Excerpted passage:
New office manager could cure organization’s ‘cancer’
We were very impressed with your recent column about office managers and wondered what advice you have for us.
We are a medical office of less than 15 people. One of our doctors is the office manager. No personal goals are advised. Raises are announced to the staff, who are present at the time. Raises consist of everyone getting the same percentage, based on their pay. Time off exceptions are made for some and not others. Policy changes are advised to the one it affects.
The capacity of each employee’s job is unknown to the office manager. Some of the staff take long lunches, leave early, arrive late, make extensive phone calls and some yell. The manager is not willing to address these situations. We have been able to communicate with another Doctor, however, she prefers not to overstep the manager’s boundaries.
The office manager wants us to work as a team. Those who abuse the policies benefit the same as those who do not, thereby creating friction with the other team member(s). The office is lacking in personal motivation. What advice do you have for us?
An organization is like a living organism. It is only as healthy as the preventive care and feeding it receives. If it is neglected and doesn’t receive proper care, it will break down and become sick. Your letter is like the first trip to the emergency room…symptoms are clear, treatment can be prescribed, but if the "sick" organization doesn’t make some substantial changes in it’s day-to-day habits, it is surely going to become more gravely ill.
At the risk of offending doctors everywhere, they often don’t make very good "office managers" (along with a variety of other technically trained professionals). They receive little, if any, education on running a business or on administrative techniques. Most doctors I’ve worked with concede that managing a team of people isn’t their strong suit. Simply put, they are usually best at working one-on-one with patients and diagnosing and treating illness (and thank goodness). Their management philosophy usually consists of "I hope everyone can just get along and help the patients." They usually don’t have time or interest in managing the business side of the enterprise. And interpersonal problems or human resources policies just frustrate them. Their typical management style is benign neglect.

Task list:
[1] Reproduce the stretch of the advice column from "The capacity of" through "the manager’s boundaries.".
[2] What does the advice column call the typical management style of doctors?

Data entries
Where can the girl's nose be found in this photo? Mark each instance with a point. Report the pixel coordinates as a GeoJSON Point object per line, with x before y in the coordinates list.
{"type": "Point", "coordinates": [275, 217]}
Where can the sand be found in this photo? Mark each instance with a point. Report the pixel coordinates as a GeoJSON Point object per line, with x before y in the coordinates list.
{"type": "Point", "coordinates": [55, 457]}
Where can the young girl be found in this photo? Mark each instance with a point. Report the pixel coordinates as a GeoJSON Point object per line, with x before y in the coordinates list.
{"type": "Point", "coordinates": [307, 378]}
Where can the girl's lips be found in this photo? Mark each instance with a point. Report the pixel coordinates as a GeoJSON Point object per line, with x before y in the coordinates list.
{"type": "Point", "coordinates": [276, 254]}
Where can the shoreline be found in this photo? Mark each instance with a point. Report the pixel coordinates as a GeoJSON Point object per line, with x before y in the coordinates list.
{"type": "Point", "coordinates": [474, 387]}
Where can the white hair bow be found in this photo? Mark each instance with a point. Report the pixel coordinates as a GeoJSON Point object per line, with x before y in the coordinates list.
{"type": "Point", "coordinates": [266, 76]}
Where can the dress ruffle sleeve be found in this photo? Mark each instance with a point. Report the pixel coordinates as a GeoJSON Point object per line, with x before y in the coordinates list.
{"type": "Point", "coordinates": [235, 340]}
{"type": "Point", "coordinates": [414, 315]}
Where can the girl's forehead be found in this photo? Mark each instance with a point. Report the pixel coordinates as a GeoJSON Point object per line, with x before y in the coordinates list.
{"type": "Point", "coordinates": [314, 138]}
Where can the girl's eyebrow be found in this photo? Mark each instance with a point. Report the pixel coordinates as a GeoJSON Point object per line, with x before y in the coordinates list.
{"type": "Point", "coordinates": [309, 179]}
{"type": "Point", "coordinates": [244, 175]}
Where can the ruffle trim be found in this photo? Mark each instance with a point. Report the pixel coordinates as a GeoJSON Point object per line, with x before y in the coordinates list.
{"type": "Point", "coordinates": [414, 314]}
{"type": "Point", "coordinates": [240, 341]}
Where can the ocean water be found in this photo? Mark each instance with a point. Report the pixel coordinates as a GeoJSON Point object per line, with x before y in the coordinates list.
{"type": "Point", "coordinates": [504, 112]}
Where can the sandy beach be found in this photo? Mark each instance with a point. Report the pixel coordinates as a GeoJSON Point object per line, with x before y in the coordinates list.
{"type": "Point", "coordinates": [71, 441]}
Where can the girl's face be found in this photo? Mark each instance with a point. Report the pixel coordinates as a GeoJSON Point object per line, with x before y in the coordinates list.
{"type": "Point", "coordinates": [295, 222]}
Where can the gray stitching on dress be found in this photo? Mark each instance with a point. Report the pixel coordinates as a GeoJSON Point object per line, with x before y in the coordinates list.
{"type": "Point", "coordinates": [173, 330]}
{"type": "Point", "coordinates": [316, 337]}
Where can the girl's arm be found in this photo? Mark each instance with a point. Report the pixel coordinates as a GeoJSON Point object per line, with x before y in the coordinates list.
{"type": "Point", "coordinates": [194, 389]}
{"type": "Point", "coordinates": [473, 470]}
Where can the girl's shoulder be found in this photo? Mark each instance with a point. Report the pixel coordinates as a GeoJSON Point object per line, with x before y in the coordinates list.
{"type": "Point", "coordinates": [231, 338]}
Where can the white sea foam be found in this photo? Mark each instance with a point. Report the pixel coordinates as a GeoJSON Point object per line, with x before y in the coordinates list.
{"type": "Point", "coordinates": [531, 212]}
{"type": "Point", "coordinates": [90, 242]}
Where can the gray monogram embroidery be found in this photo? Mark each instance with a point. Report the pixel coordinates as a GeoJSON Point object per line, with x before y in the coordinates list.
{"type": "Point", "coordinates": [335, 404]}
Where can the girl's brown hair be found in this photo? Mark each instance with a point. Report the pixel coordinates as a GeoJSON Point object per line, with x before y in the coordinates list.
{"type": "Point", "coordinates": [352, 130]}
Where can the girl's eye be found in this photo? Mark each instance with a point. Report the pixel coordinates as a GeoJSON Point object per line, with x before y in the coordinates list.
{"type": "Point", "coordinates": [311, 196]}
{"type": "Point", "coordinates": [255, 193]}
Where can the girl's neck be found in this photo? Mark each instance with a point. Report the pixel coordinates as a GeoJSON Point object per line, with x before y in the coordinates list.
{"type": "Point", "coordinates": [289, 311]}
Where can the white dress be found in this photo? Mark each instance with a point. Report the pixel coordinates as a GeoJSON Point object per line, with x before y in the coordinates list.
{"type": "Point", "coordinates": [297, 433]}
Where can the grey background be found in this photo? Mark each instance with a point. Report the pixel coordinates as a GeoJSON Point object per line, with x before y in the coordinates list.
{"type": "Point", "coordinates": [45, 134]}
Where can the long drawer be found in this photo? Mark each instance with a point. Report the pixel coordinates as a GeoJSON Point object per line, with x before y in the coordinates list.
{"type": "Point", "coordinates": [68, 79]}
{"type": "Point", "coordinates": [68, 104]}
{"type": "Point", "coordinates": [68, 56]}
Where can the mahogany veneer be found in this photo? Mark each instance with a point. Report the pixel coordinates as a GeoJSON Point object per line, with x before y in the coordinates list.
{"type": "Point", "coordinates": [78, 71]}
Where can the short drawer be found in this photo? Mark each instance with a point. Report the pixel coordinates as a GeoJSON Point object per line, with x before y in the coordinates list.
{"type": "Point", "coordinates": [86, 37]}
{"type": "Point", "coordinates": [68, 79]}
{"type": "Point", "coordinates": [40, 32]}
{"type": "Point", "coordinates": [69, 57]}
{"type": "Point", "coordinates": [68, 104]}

Outputs in order:
[1]
The capacity of each employee’s job is unknown to the office manager. Some of the staff take long lunches, leave early, arrive late, make extensive phone calls and some yell. The manager is not willing to address these situations. We have been able to communicate with another Doctor, however, she prefers not to overstep the manager’s boundaries.

[2] Benign neglect.